[Some rows]
— Begin —

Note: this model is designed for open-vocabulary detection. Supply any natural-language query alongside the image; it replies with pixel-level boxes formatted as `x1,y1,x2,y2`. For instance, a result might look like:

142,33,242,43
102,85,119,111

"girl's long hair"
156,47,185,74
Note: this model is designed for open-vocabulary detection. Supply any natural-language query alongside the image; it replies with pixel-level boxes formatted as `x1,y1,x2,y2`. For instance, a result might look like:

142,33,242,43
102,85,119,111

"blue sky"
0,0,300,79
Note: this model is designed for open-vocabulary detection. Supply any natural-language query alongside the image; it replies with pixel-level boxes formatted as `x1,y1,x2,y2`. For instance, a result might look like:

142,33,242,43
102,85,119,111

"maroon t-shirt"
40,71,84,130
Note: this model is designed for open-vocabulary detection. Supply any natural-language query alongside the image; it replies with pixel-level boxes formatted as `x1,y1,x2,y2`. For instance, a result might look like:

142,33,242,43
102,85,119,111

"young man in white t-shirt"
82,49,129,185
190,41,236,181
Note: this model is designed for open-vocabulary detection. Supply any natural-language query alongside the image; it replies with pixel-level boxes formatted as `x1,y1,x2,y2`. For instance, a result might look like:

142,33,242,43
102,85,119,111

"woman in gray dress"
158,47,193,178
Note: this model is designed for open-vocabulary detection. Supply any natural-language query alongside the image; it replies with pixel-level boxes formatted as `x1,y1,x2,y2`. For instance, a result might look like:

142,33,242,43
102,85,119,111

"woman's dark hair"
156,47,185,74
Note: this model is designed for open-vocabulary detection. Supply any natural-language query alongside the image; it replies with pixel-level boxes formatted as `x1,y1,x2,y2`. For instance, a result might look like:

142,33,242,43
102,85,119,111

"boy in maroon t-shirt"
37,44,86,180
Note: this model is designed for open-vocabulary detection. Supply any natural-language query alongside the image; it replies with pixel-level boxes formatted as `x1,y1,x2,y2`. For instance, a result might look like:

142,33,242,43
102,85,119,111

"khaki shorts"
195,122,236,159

— End —

Challenge
Which lines in the rows above contain the string "shirt"? Pick out each of them and copy it.

Response to this task
"maroon t-shirt"
"young man in white t-shirt"
"boy in maroon t-shirt"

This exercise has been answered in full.